**Work task**
Starting at the first line of the data below, write out each line exactly until you reach the line containing "The service SHOULD place a point on the computer", and include that line too.

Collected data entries
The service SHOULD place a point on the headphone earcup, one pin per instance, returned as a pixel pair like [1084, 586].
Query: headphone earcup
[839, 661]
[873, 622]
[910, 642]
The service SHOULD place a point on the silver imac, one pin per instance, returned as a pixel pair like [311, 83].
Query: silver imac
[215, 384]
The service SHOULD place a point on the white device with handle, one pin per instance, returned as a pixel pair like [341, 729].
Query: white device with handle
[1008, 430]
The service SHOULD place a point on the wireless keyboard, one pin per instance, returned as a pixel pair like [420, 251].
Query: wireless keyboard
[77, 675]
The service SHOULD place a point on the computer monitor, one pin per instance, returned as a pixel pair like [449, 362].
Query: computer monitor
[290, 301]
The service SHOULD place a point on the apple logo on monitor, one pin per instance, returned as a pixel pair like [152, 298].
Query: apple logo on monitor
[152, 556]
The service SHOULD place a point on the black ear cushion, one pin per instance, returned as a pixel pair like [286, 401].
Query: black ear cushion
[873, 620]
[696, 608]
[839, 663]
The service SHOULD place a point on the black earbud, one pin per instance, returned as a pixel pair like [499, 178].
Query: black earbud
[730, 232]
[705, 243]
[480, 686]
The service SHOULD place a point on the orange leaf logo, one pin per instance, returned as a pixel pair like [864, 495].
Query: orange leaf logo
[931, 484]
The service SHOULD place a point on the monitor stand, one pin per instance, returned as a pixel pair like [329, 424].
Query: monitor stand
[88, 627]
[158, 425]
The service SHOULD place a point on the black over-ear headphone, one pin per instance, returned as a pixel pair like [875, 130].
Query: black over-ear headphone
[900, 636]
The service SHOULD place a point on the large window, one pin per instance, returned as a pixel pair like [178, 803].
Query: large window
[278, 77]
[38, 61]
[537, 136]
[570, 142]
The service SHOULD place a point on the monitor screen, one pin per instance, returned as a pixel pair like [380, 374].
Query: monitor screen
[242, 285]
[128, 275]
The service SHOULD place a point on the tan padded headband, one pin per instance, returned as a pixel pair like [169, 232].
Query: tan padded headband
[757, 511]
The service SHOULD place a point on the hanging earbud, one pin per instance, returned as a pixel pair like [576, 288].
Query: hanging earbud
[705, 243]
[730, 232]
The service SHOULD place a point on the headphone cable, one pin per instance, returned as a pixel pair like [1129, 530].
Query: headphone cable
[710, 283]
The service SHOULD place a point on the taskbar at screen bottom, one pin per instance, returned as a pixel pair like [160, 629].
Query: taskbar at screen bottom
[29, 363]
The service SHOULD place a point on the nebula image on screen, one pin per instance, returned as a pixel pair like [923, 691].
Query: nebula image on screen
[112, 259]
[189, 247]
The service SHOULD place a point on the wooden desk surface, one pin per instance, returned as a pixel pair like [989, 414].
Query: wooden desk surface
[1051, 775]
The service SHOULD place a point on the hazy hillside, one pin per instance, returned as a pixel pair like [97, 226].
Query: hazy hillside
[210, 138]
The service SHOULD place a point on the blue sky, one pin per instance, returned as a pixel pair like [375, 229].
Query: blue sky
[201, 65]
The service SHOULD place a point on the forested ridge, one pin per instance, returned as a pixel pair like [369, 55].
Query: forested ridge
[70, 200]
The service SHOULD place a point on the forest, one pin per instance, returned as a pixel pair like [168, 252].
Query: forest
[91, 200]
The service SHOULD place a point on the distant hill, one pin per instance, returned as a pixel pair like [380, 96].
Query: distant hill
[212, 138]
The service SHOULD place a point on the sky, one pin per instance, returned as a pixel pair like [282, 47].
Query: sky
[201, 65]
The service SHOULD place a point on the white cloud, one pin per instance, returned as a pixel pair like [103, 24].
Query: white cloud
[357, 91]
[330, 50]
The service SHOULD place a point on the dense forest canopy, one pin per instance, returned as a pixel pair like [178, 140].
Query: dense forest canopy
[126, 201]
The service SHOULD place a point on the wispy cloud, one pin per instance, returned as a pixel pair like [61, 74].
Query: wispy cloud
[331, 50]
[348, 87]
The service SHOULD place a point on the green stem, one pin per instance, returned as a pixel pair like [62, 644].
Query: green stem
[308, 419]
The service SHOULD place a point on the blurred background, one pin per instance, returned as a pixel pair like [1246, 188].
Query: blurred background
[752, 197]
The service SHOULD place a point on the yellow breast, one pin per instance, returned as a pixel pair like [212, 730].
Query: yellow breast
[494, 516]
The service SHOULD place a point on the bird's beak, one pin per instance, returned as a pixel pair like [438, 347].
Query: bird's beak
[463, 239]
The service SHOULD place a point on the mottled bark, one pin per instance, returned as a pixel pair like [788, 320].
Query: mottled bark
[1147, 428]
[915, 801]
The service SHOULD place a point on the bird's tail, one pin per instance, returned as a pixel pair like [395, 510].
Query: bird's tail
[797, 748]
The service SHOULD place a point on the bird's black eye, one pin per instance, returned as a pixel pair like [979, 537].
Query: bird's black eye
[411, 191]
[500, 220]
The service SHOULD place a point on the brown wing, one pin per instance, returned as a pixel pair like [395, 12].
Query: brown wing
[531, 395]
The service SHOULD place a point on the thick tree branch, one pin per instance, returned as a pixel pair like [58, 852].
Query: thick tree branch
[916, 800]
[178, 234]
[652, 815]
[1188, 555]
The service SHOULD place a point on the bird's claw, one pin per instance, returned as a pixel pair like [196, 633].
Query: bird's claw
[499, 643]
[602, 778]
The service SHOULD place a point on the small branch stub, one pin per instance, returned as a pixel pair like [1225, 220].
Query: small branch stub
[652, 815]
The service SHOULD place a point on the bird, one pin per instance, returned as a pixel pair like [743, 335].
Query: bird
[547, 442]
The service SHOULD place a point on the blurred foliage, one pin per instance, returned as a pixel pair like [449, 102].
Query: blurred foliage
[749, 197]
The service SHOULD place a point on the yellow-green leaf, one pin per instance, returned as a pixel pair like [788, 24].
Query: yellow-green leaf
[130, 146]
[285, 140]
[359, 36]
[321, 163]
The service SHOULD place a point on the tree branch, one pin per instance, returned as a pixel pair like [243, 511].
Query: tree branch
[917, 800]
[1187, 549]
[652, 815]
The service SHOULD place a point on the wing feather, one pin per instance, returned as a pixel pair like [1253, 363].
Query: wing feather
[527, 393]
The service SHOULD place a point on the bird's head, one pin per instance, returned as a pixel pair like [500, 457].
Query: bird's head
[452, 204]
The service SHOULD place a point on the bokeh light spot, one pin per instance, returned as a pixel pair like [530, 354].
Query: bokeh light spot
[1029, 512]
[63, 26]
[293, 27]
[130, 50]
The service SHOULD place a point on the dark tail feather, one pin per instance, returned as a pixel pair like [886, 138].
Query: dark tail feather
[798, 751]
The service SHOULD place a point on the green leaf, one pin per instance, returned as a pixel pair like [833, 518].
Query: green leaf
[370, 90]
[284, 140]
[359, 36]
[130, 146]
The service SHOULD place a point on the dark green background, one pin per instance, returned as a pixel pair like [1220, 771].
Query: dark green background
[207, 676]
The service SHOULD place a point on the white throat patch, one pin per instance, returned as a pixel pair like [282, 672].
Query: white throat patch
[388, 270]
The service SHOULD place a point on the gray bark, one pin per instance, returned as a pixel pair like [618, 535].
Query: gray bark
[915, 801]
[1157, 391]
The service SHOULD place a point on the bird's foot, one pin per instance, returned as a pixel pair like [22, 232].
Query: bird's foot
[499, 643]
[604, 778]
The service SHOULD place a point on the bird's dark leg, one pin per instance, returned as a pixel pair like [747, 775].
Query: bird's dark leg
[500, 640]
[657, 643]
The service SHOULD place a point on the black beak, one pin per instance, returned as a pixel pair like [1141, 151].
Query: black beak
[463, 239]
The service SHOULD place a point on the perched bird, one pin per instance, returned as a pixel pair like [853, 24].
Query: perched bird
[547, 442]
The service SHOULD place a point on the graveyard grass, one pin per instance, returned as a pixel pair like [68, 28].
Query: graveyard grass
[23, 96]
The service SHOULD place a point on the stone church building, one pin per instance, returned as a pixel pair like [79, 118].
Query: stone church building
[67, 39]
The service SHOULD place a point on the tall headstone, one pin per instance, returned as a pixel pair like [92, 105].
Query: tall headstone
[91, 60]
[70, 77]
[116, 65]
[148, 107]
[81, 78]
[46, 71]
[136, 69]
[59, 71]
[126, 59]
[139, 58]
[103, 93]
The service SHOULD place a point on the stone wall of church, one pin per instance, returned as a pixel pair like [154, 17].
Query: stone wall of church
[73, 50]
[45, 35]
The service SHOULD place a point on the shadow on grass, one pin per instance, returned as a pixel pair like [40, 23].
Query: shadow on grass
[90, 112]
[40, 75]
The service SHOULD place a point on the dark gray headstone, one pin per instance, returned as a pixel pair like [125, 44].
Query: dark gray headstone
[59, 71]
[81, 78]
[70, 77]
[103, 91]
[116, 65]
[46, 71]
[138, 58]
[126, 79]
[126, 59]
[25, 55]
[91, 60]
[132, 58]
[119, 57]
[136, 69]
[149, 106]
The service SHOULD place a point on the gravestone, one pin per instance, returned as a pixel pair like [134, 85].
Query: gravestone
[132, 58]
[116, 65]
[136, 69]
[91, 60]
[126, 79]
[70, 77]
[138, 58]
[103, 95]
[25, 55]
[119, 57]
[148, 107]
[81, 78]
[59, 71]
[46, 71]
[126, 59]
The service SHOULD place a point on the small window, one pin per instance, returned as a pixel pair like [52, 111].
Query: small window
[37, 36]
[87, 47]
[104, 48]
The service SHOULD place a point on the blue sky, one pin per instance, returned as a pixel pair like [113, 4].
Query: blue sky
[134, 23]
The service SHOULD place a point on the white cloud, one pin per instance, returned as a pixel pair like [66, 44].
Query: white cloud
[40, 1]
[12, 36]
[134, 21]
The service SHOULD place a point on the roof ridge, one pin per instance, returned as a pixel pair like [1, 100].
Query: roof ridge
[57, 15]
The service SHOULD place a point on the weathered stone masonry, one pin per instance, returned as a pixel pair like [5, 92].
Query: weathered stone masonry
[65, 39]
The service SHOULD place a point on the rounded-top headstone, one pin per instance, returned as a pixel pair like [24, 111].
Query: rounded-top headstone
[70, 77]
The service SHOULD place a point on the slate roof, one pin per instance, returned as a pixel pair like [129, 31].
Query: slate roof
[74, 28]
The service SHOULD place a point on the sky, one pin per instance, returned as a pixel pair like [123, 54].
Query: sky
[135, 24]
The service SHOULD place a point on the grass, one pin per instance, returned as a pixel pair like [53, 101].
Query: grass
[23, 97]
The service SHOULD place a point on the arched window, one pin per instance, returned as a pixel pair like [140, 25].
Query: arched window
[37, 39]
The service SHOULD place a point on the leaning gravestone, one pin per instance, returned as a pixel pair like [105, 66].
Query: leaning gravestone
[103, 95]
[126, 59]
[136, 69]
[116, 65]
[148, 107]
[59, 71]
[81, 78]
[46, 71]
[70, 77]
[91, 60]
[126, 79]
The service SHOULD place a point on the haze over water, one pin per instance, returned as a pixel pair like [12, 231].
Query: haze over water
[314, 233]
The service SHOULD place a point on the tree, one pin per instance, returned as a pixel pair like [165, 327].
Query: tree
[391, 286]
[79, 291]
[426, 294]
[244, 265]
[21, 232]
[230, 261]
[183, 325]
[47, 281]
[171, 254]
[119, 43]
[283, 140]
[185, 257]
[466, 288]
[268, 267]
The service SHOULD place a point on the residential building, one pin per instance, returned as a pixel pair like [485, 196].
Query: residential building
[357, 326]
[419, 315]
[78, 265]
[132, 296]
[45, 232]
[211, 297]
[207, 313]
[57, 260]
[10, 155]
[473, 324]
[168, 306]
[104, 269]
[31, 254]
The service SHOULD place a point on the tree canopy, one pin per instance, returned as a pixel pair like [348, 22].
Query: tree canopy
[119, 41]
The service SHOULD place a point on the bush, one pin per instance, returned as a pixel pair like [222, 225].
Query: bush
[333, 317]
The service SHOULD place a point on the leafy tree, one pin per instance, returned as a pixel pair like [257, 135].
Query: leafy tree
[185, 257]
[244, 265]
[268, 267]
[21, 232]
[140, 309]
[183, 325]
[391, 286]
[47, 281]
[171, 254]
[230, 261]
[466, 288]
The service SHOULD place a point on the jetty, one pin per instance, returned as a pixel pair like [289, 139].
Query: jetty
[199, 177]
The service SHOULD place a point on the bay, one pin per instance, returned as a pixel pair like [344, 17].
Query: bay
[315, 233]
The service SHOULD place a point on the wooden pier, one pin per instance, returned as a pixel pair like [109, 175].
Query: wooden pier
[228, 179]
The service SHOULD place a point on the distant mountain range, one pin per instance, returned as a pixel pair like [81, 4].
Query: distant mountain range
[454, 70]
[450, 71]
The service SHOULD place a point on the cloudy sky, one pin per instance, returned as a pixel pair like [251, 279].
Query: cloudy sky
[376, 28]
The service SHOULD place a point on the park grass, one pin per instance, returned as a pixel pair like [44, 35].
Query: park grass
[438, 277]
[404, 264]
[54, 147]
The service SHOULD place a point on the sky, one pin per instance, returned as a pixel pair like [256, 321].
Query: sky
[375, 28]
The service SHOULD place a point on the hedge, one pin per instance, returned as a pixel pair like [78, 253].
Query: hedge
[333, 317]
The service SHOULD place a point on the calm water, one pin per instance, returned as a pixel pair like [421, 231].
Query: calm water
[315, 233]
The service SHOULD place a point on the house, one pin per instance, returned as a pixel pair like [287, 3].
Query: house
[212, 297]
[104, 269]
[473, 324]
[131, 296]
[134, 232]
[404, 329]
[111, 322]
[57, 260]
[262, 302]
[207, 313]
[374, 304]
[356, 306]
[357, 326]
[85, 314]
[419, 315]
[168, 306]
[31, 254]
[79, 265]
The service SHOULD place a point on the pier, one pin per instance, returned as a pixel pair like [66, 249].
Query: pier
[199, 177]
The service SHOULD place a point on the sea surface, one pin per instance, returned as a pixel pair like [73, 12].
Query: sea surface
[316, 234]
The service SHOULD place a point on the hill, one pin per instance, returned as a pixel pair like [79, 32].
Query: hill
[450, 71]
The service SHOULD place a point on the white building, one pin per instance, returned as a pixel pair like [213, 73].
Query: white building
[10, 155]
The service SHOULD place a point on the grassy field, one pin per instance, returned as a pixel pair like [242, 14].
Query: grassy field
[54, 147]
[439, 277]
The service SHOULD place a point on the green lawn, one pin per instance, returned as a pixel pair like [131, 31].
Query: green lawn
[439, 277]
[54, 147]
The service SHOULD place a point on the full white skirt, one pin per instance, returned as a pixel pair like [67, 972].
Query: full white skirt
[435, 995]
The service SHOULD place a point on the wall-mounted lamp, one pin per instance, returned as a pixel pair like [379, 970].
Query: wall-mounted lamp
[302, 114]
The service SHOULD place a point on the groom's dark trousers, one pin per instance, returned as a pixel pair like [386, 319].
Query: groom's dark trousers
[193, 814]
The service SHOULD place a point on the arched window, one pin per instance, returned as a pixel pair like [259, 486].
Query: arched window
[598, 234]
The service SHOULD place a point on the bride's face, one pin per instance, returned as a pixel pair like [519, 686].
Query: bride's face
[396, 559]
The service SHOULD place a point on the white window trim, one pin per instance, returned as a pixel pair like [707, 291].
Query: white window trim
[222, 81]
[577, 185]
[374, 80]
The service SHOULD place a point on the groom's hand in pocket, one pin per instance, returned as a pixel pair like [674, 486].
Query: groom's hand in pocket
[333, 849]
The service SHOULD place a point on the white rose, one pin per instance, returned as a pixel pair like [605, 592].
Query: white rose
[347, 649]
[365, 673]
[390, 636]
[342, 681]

**Solution for this exercise**
The service SHOULD place a point on the headphone earcup, one pin per instance, returned as a pixel pair like [1084, 586].
Query: headphone earcup
[839, 661]
[873, 622]
[910, 642]
The service SHOULD place a point on the silver imac, one pin per instance, returned as a pixel pair like [311, 83].
Query: silver imac
[215, 384]
The service SHOULD place a point on the white device with handle, one pin per instance, returned as a pixel pair like [341, 729].
Query: white device with handle
[1008, 430]
The service SHOULD place a point on the wireless keyboard, one pin per instance, returned as a pixel pair like [420, 251].
Query: wireless keyboard
[77, 675]
The service SHOULD place a point on the computer monitor, one pin per instance, returned as a pixel pair like [449, 362].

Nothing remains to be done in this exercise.